◆ **Provided records**
****

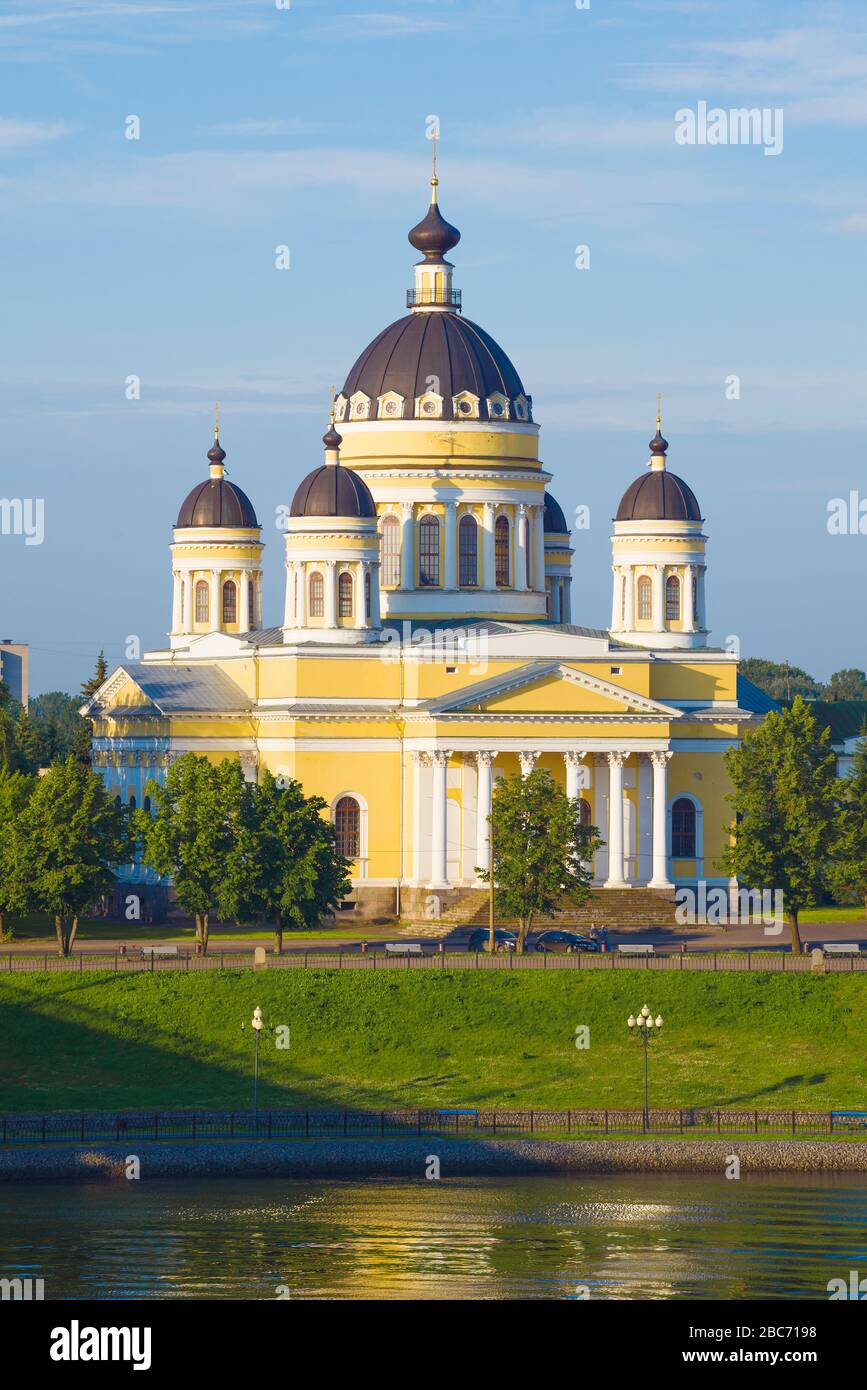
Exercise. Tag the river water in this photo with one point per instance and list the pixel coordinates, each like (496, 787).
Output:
(627, 1236)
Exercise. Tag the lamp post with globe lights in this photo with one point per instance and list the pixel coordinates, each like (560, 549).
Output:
(643, 1025)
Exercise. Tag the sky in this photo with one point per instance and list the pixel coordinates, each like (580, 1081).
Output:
(725, 277)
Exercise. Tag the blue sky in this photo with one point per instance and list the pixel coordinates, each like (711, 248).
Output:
(306, 127)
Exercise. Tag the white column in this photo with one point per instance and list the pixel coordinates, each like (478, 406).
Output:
(630, 606)
(331, 592)
(539, 549)
(616, 859)
(407, 546)
(484, 763)
(439, 829)
(688, 603)
(450, 577)
(659, 598)
(521, 541)
(243, 612)
(300, 594)
(359, 594)
(660, 806)
(289, 605)
(175, 601)
(188, 602)
(488, 558)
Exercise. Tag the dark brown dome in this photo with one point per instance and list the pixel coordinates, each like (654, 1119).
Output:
(455, 350)
(332, 491)
(659, 496)
(217, 502)
(555, 519)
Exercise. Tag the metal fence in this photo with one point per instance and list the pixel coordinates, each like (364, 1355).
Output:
(134, 962)
(128, 1126)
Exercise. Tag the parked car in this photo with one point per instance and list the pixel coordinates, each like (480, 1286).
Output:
(564, 943)
(502, 940)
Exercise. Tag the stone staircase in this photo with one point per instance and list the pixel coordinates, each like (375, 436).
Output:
(620, 909)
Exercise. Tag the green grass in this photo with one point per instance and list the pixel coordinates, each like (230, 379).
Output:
(172, 1040)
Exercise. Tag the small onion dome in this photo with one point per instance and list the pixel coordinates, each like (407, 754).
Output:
(332, 491)
(217, 502)
(555, 519)
(659, 496)
(434, 236)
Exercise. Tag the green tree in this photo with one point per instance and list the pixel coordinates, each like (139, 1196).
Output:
(780, 680)
(784, 779)
(542, 852)
(72, 834)
(15, 790)
(292, 873)
(192, 836)
(846, 684)
(849, 863)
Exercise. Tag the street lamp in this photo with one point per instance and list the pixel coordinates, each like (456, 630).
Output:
(257, 1025)
(643, 1026)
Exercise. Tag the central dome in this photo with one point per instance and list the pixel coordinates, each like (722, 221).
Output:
(455, 352)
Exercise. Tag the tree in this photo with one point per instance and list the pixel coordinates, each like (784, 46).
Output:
(192, 837)
(542, 851)
(849, 863)
(784, 777)
(14, 880)
(846, 684)
(72, 834)
(780, 680)
(292, 873)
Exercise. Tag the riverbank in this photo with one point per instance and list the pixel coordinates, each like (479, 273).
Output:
(411, 1158)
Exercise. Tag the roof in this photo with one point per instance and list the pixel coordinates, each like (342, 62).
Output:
(332, 491)
(659, 496)
(216, 502)
(456, 352)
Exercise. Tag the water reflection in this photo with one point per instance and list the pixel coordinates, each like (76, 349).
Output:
(542, 1237)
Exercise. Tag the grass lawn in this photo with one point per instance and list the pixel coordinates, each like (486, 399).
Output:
(174, 1040)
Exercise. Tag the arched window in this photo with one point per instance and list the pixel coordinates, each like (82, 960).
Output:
(203, 603)
(317, 595)
(500, 552)
(673, 598)
(428, 551)
(348, 823)
(467, 546)
(682, 829)
(645, 598)
(345, 601)
(391, 552)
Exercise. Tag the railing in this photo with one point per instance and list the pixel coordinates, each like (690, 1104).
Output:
(448, 298)
(692, 1122)
(777, 962)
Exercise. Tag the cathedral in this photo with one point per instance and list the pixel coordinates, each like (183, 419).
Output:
(428, 640)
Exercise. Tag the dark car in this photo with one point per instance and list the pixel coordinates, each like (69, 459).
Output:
(564, 943)
(502, 940)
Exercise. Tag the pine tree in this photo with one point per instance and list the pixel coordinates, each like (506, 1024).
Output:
(542, 852)
(784, 777)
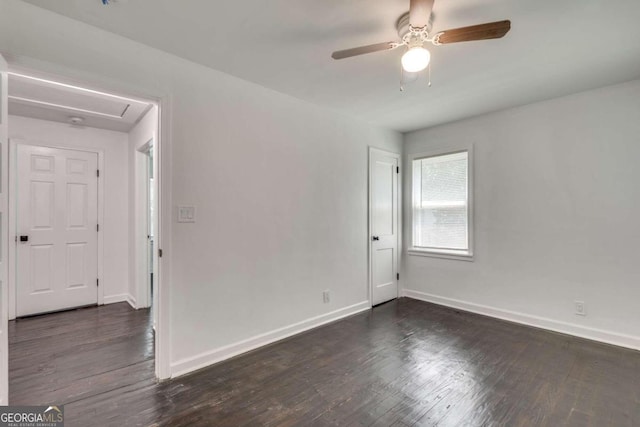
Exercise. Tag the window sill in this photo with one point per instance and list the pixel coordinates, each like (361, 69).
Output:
(457, 255)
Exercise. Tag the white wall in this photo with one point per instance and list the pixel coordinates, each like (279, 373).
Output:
(280, 188)
(116, 191)
(139, 136)
(557, 202)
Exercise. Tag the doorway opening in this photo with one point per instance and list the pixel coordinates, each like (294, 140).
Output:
(83, 222)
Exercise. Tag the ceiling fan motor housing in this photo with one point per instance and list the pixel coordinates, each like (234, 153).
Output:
(402, 25)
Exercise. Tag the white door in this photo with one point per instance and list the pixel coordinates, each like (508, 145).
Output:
(383, 220)
(57, 234)
(4, 241)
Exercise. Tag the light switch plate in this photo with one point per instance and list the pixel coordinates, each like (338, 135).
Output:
(186, 214)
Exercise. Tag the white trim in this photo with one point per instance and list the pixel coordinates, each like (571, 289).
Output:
(462, 255)
(440, 254)
(12, 233)
(35, 67)
(594, 334)
(202, 360)
(399, 230)
(113, 299)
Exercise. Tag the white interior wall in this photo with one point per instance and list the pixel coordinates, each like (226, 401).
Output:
(280, 188)
(557, 203)
(140, 135)
(116, 193)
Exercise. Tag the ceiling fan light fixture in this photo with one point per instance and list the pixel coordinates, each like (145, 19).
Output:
(416, 59)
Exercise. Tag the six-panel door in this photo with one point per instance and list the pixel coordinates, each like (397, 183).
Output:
(57, 214)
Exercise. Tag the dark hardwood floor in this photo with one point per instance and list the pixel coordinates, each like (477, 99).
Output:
(404, 363)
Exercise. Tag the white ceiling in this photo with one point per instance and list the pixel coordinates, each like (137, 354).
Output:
(555, 47)
(48, 100)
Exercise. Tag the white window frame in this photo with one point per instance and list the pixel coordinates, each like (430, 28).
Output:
(444, 253)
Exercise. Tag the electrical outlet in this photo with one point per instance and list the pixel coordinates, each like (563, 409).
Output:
(581, 309)
(326, 297)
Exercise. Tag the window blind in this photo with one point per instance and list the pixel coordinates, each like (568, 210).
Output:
(440, 202)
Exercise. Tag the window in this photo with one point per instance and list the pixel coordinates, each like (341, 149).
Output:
(441, 205)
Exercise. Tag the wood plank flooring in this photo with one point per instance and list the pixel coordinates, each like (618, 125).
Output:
(404, 363)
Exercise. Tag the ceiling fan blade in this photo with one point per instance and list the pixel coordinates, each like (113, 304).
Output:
(491, 30)
(348, 53)
(420, 12)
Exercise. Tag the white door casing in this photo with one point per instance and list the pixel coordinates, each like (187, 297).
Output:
(56, 224)
(4, 246)
(384, 192)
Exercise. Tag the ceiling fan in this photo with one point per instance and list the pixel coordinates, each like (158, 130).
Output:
(414, 31)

****

Show all lines above holding "water".

◆ **Answer space**
Exercise. Tag the river water in this photo with one point per instance and list the pixel coordinates, each like (496, 787).
Exercise. Tag the water reflection in this photo with one point per instance and list the pixel coordinates, each like (76, 349).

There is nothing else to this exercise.